TESTO IN ESAME:
┏━━

Solitamente l’iter diagnostico comincia dal medico di medicina generale, che vi visita e vi fa domande sulla storia familiare e sulle condizioni generali. Dopo la visita, se lo ritiene opportuno, può suggerirvi di consultare un senologo per una più approfondita valutazione ed eventuale esecuzione di ulteriori esami. Tuttavia, grazie al programma di prevenzione, molto spesso la diagnosi avviene grazie all’esame mammografico in donne asintomatiche.

Le metodiche descritte brevemente di seguito servono tutte per formulare la diagnosi e il medico può decidere di sottoporvi a uno solo o a più di questi esami strumentali.

Mammografia: tecnica radiologica che è il migliore metodo di diagnosi per le donne di oltre 50 anni.

Ecografia: tecnica radiologica che utilizza le riflessioni di un fascio di ultrasuoni per formare un’immagine degli organi interni del corpo. Oltre a stabilire la natura di un nodulo, consente di differenziare i noduli solidi dalle cisti. Una piccola sonda ecografica emette un fascio di ultrasuoni, le cui riflessioni sono convertite in immagini tramite un computer. All'interno della sonda è possibile collocare un dispositivo che permette di visualizzare i vasi sanguigni e il flusso del sangue al loro interno. Ciò è molto utile perché la presenza di un tumore modifica il flusso sanguigno. L’ecografia è indolore e dura solo pochi minuti.

Nelle donne giovani con mammelle a componente prevalentemente ghiandolare, l’ecografia esegue una valutazione più accurata della mammografia.

Risonanza magnetica nucleare (RMN): tecnica radiologica che utilizza i campi magnetici per elaborare immagini dettagliate delle strutture interne dell’organismo. Per la migliore riuscita è indispensabile rimanere sdraiate e ferme quanto più possibile sul lettino che si trova all’interno di un cilindro di metallo. Prima di entrare nel cilindro è necessario rimuovere ogni oggetto metallico. I portatori di pacemaker o altri tipi di clip metalliche chirurgiche non possono sottoporsi alla RMN a causa dei campi magnetici. Se si soffre di claustrofobia, è opportuno informare il medico. L’intera procedura può richiedere fino a un’ora ed è indolore. Talvolta, per ottenere immagini più chiare, viene iniettato per via endovenosa un mezzo di contrasto.

Agobiopsia: procedura che permette di prelevare dal nodulo mammario alcuni campioni di tessuto utilizzando un ago di calibro più grande di quello usato per l’agoaspirato (v. sotto). Si può effettuare talvolta in anestesia locale. Il materiale prelevato è analizzato in laboratorio da un patologo. Dopo l’esame, nell’area sede del prelievo possono formarsi uno o più ematomi – in funzione del numero di prelievi eseguiti. Gli ematomi scompaiono entro un paio di settimane.

┗━━

BLOCCO DATI:
┏━━

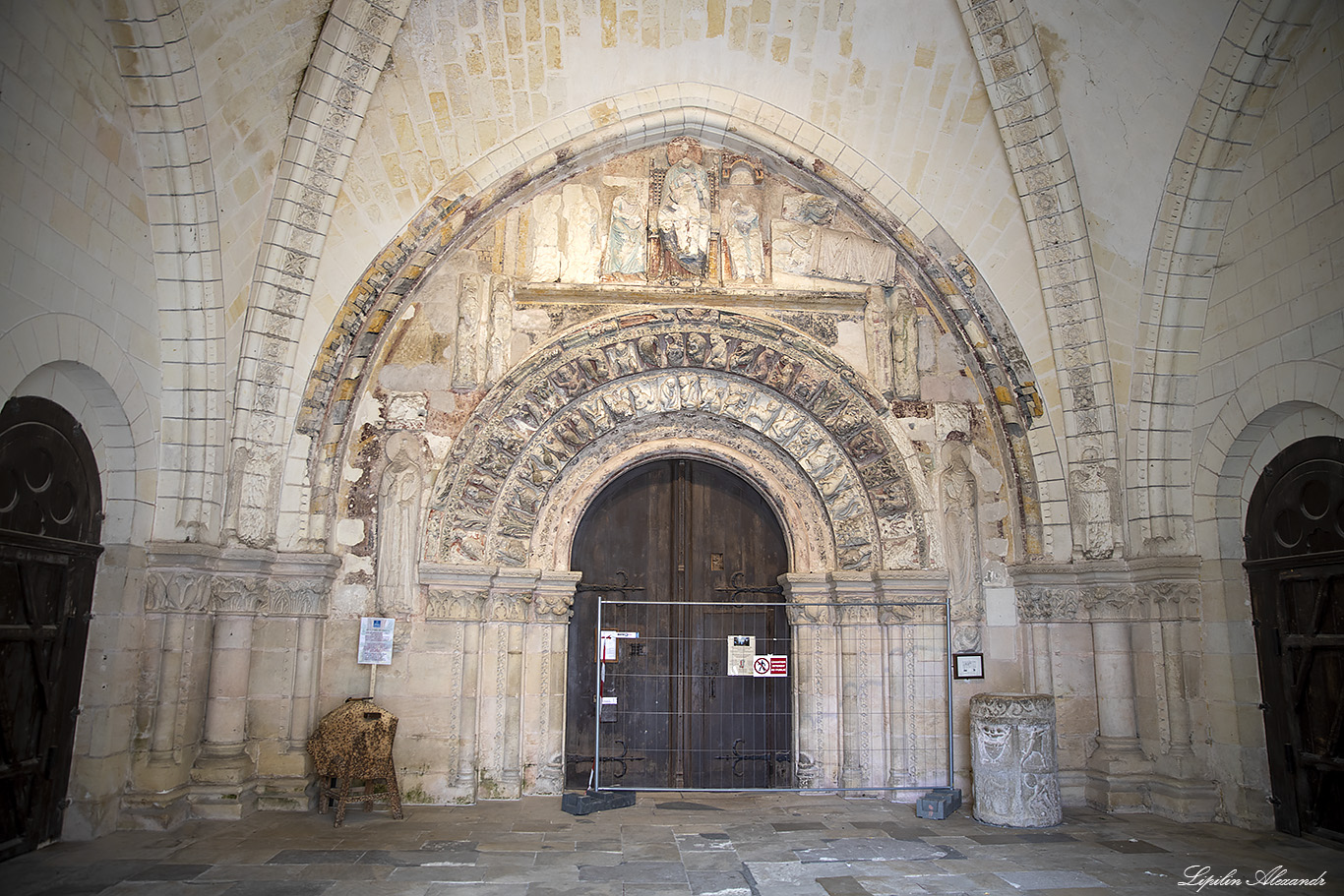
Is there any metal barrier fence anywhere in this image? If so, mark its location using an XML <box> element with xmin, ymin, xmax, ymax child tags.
<box><xmin>591</xmin><ymin>599</ymin><xmax>951</xmax><ymax>791</ymax></box>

┗━━

COSA FARE:
1 – Secondo il testo in esame, perché è utile collocare nella sonda ecografica un dispositivo che mostra i vasi sanguigni e il flusso del sangue? Rispondi in una o due frasi.
2 – Rispondi a queste domande sul testo in esame.
(a) Quale tecnica è indicata come il migliore metodo di diagnosi per le donne di oltre 50 anni?
(b) Quanto tempo può richiedere al massimo la risonanza magnetica nucleare?
(c) Entro quanto tempo scompaiono gli ematomi che possono formarsi dopo l'agobiopsia?
Per svolgere l'esercizio non occorre consultare i dati.

SOLUZIONI:
1 – È utile perché la presenza di un tumore modifica il flusso sanguigno, quindi osservare il flusso del sangue nei vasi aiuta la diagnosi.

2 –
(a) La mammografia.
(b) Fino a un'ora.
(c) Entro un paio di settimane.